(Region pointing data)

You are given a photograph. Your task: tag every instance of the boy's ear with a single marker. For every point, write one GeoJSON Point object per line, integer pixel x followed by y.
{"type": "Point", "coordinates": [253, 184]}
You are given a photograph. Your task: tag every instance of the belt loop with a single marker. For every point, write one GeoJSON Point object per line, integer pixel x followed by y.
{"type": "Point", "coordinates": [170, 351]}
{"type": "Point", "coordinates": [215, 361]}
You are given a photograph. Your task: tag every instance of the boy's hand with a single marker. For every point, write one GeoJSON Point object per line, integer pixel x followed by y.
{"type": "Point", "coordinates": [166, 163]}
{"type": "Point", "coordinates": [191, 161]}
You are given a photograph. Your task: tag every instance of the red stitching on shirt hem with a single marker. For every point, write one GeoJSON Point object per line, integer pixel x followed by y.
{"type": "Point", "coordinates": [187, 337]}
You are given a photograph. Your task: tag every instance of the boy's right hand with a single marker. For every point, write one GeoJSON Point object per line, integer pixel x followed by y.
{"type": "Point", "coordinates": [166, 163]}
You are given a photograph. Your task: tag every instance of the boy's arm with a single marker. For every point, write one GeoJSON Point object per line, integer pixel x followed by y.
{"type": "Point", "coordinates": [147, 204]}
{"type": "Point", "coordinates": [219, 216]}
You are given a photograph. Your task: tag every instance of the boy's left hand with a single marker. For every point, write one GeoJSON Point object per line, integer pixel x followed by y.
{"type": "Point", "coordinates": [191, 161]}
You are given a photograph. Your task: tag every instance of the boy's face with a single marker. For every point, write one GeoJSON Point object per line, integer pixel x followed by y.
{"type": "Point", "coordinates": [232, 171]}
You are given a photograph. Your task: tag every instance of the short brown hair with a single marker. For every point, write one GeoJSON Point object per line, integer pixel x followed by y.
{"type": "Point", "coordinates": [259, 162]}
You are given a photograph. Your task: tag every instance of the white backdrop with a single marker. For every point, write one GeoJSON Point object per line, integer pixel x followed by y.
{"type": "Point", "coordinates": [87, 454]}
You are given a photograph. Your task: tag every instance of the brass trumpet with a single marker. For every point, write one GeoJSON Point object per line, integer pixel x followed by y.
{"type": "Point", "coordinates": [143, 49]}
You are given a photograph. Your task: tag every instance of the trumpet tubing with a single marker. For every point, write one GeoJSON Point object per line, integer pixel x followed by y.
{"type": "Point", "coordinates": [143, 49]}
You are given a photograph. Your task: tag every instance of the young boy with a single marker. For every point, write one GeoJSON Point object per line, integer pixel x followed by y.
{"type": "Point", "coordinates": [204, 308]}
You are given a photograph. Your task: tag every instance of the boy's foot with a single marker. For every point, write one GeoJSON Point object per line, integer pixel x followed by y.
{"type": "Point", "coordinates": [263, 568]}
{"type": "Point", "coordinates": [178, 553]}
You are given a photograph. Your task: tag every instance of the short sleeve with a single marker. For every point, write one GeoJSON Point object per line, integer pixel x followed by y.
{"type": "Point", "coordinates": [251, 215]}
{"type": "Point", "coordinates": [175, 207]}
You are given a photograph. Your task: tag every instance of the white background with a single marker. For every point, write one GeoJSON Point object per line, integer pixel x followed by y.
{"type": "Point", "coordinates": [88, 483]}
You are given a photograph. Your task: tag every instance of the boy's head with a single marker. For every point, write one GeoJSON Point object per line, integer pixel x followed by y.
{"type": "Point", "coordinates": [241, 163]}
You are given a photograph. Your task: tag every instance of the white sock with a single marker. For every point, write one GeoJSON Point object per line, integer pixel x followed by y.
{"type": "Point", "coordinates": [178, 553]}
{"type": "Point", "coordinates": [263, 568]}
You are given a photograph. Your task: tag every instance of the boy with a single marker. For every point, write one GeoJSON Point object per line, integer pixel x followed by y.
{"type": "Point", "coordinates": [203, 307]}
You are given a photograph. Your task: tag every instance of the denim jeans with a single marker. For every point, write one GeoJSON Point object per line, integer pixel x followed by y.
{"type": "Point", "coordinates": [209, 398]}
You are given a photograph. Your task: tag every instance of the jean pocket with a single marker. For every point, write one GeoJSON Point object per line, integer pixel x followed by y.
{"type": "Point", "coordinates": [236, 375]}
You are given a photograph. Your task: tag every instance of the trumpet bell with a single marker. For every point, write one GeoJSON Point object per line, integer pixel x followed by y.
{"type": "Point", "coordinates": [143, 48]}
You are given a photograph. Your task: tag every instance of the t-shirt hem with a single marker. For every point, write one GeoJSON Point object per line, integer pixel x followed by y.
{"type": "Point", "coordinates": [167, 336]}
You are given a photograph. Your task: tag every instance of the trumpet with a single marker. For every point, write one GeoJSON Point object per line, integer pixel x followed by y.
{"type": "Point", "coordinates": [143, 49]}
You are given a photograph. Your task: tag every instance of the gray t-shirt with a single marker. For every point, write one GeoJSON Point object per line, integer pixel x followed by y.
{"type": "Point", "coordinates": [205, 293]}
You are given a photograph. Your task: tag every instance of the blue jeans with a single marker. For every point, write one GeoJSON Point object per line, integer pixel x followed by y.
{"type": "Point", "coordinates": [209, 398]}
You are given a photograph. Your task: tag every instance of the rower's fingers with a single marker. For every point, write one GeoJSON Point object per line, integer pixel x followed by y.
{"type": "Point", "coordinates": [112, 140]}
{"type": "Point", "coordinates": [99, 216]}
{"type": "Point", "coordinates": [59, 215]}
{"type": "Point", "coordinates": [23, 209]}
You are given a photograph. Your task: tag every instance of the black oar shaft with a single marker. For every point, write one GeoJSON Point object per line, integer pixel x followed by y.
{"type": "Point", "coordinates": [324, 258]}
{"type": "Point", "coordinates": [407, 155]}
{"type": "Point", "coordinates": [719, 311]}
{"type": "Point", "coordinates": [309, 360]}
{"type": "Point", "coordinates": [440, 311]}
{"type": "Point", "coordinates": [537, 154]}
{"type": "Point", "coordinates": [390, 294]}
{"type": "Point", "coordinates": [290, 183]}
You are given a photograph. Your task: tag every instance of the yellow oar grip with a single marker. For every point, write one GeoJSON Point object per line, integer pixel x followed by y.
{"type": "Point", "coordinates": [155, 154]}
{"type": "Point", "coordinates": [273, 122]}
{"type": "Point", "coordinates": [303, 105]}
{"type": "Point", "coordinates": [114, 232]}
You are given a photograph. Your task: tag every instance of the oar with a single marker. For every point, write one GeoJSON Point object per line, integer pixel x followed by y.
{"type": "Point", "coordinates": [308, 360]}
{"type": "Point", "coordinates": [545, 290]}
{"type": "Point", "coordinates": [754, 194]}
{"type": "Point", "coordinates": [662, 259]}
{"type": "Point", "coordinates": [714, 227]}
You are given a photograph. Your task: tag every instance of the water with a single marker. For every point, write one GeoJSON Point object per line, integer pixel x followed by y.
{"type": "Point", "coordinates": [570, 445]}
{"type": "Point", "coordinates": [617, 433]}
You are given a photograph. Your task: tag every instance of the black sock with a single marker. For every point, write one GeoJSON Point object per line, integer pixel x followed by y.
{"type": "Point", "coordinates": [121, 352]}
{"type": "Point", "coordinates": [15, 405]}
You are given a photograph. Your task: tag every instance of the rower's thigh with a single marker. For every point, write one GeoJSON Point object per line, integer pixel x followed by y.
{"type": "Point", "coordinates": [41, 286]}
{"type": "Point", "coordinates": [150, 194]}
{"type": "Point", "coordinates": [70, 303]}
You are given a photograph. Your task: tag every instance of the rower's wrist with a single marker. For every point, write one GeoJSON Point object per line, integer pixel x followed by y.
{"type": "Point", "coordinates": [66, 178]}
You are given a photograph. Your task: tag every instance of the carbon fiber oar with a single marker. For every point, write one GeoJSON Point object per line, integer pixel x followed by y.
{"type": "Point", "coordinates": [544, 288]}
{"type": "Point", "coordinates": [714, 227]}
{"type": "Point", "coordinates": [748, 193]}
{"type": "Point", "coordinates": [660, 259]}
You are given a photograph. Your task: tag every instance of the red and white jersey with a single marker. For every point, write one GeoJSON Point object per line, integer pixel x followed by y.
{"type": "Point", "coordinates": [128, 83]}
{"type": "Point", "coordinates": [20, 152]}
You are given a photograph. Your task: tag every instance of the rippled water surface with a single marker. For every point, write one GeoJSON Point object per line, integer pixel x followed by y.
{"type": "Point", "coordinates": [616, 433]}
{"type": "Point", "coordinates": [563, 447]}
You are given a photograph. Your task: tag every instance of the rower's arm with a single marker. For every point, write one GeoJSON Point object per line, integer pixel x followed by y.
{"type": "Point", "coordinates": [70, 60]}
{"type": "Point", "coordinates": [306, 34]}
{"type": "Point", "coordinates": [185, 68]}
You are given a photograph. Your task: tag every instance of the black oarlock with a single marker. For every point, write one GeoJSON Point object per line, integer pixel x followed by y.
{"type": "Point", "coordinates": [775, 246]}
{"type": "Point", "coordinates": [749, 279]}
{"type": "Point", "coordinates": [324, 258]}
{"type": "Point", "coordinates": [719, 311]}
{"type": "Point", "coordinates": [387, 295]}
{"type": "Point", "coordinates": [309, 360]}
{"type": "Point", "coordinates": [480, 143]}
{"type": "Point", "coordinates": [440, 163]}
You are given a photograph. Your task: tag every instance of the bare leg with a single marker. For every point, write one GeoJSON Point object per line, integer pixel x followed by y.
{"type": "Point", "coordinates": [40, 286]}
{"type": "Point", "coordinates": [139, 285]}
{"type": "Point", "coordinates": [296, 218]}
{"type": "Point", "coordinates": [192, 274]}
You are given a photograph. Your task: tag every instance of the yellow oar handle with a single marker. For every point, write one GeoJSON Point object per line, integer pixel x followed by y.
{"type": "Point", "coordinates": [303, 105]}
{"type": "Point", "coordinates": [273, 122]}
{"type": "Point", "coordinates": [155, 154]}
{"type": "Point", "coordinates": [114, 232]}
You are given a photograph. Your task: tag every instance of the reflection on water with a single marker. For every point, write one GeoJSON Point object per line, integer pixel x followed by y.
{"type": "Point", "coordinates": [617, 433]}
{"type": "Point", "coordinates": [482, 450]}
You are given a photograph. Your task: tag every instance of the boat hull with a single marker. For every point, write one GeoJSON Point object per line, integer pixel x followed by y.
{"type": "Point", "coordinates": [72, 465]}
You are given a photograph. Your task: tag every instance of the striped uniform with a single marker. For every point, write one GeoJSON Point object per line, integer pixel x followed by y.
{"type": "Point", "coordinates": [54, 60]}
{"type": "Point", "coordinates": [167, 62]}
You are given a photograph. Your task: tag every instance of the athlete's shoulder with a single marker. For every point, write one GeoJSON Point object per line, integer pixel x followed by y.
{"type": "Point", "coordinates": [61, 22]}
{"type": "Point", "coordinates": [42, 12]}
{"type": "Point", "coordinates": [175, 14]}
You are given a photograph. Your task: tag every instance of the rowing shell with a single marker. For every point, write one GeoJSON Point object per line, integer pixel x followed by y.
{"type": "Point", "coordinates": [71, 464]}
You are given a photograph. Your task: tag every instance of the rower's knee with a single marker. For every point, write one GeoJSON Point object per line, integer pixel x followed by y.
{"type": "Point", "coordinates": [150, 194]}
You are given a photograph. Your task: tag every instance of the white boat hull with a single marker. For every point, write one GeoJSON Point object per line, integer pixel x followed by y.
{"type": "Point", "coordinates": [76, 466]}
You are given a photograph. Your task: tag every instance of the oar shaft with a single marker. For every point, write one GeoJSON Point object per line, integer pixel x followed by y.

* WHAT THE EXERCISE ASKS
Starting with the line that contains "the white boat", return every line through the last one of the records, exactly as written.

* SOLUTION TO THIS EXERCISE
You are given a photograph. Your task: tag every instance of the white boat hull with a single marker. For every point, write one GeoJSON Point object per line, integer pixel x followed by y.
{"type": "Point", "coordinates": [76, 466]}
You are given a photograph. Your task: tag every instance of the oar shaft with a single marker. For every point, write one GeoJSON Point object per line, integer pixel x followed by y.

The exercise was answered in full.